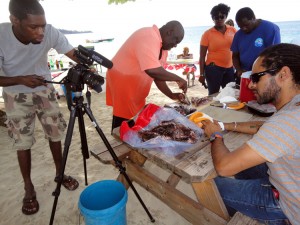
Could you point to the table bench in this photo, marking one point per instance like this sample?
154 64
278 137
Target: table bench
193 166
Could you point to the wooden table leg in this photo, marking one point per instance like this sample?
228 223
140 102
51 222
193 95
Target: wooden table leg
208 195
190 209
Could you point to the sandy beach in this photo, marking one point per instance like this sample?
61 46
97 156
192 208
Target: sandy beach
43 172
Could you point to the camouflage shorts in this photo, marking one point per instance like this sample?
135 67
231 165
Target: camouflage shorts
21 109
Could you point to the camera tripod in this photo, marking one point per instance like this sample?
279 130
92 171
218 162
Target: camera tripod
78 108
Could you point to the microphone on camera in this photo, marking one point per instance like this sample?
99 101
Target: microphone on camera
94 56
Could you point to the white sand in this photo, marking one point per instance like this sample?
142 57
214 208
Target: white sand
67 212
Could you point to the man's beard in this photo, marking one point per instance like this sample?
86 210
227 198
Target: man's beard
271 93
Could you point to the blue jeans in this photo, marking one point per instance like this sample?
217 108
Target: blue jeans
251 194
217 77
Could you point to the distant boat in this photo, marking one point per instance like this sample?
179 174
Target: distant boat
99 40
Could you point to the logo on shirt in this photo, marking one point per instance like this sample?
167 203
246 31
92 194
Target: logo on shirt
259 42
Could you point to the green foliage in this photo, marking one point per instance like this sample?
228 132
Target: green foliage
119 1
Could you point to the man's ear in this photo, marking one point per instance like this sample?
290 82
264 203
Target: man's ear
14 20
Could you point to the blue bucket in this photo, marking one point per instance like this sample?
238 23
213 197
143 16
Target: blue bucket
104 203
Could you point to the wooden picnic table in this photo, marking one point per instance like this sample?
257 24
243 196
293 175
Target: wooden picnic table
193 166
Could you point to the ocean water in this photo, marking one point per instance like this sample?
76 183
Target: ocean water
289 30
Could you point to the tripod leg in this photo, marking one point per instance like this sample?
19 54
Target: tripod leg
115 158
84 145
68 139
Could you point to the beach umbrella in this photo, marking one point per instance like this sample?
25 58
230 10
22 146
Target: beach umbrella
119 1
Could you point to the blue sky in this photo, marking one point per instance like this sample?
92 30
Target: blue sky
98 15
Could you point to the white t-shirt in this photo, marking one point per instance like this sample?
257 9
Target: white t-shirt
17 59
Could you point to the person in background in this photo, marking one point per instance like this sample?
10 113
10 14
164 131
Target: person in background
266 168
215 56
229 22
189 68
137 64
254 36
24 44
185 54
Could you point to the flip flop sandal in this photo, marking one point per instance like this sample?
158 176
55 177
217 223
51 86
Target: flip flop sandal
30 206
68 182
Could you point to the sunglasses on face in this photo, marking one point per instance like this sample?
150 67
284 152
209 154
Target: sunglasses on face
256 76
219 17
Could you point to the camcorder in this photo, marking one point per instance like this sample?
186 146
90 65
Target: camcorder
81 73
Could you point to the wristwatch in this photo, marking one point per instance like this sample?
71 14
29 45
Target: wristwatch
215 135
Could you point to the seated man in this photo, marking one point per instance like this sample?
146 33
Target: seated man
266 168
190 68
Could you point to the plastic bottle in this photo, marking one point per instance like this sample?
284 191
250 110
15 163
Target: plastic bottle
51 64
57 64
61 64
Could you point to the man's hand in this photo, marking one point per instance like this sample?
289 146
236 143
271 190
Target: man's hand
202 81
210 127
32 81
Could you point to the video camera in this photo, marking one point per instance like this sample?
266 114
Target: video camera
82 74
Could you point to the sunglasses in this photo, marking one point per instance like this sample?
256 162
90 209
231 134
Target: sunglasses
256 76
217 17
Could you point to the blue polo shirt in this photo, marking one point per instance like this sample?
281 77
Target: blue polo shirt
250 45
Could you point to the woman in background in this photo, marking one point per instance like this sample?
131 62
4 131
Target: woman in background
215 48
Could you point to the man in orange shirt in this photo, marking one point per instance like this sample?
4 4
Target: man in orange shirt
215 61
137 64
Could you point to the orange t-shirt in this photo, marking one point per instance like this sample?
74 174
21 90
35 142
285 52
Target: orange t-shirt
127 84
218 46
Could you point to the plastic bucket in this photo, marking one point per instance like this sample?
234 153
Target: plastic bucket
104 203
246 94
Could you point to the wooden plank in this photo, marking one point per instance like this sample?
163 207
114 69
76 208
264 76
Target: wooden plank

### Work required
Without the images, write out each line of the data verbatim.

### Result of this exercise
Could you point to the table bench in this photo, marking one point per instance like this sample?
154 64
278 137
Target: table bench
193 166
Could you point to the wooden table leg in this photo, marking one point per instance like this sample?
228 223
140 102
51 222
193 95
Target: wooden table leg
208 195
190 209
Could you point to the sandy beach in this photo, marking one point per instance like this sample?
61 46
97 156
192 208
Target: sandy beach
43 172
Could you point to the camouflage shorts in this photo, marking one point per instance like this sample?
135 67
231 165
Target: camouflage shorts
21 109
Could you point to the camera tripod in this photo, marking one point per instance like this sample?
279 130
92 171
218 162
Target: camera tripod
78 108
Could you point to the microphone on camera in this photo, marking one point per instance like this sample?
99 101
Target: microphone on camera
94 56
Could you point to the white sand in this photo, marking one point per instance like this sample?
142 57
214 208
Target: white sand
67 212
Could you point to the man's beard in this photo, marking one point per instance like this sample?
86 210
227 198
Target: man's beard
271 93
Could you point to the blue jeans in this photo, marking one point per instance like this sample?
217 108
Target: blue jeans
251 194
217 77
Could you point to the distant boat in this photo, marking one point per instance like this sample?
179 174
Target: distant boat
99 40
Could you point to the logo on shirt in this photo, marking one point per instance like this sample?
167 203
246 31
92 194
Target: logo on shirt
259 42
Could you point to the green foliage in this photo, marking one point per instance like this sample?
228 132
Target: green foliage
119 1
Could you point to the man's ear in this photo, marking one point per instance like this sample?
290 82
264 203
Target: man's ear
14 20
Could you point to the blue bucket in this photo, marking one point per instance like this sample?
238 23
213 197
143 16
Target: blue bucket
104 203
Could you point to the wooden picnic table in this photo, marking one point per instance like this sample?
257 24
243 196
293 175
Target: wooden picnic table
193 166
Could you point to the ocean water in this photo, marking one point per instance like this sample?
76 183
Target: ocean water
289 30
Could you point to the tripod leg in this photo, marking one point per instance like this sample?
19 54
Target: tripod leg
115 158
84 145
68 139
Could you point to the beach umbrella in this photo, marking one point per instance like this sample?
25 58
230 10
22 146
Target: beach umbrella
119 1
Could you point to the blue sky in this photo, marking one point per instance like this sample?
92 30
Target: blue sky
98 15
Could you point to the white t-shirt in this photo, marking one point per instance like this sample?
257 9
Target: white t-shirt
17 59
Could you point to the person in background in this photo, marking one point per instance like this sample?
10 113
10 14
164 131
Target: person in background
266 168
215 56
229 22
189 68
137 64
254 36
24 44
185 54
Could you point to the flip flop sandal in this photo, marking one point per instance like this sample?
158 176
55 177
217 223
51 86
Target: flip flop sandal
30 206
68 182
Could you point to the sunglasses on face in this photo, marking one point per instance like this sample?
150 67
284 152
209 154
Target: sunglasses on face
256 76
219 17
Could you point to the camcorder in this photo, marking one point per instance like this sample?
186 146
90 65
Target: camcorder
81 73
Could you point to the wristwatch in this photo, marking one point per instance like this sample?
71 14
29 45
Target: wristwatch
215 135
Could you point to the seated man in this photo, marking one point per instance like this sample?
146 33
Target: seated man
266 168
190 68
Could you point to the plastic bottle in this photo, marking one point per instance like this sample?
284 191
250 110
15 163
Target: plastic bottle
51 64
57 64
61 64
Could you point to the man's hand in this photo, marking one point per instance like this sample?
289 146
236 143
271 190
Target: man's hand
202 81
210 127
32 81
Could you point to the video camera in this photo, marking one point per instance like this sample?
266 114
Target: video camera
82 74
Could you point to the sunglasses in this photo, marking one point per instance like this sample?
256 162
90 209
231 134
Target: sunglasses
256 76
217 17
Could you point to the blue polo shirt in this photo, marking one point per instance like this sample?
281 77
Target: blue polo shirt
250 45
Could you point to the woman in background in this photo, marking one point per instance like this sample?
131 62
4 131
Target: woman in background
215 48
Could you point to the man in orange shirt in this photo, marking one point per instance like this sample?
4 4
Target: man in orange shirt
215 61
137 64
Could you point to the orange t-shirt in this photo, marking one point per instance like this sample?
74 174
21 90
35 142
285 52
Target: orange t-shirt
127 84
218 46
Could you point to the plastic bucket in this photo, marking one point per instance like this sample?
234 153
Target: plastic bucket
104 203
246 94
Could you point to the wooden plank in this photo, marking one point per instance like this sample?
163 207
114 69
76 208
264 76
Target: wooden plank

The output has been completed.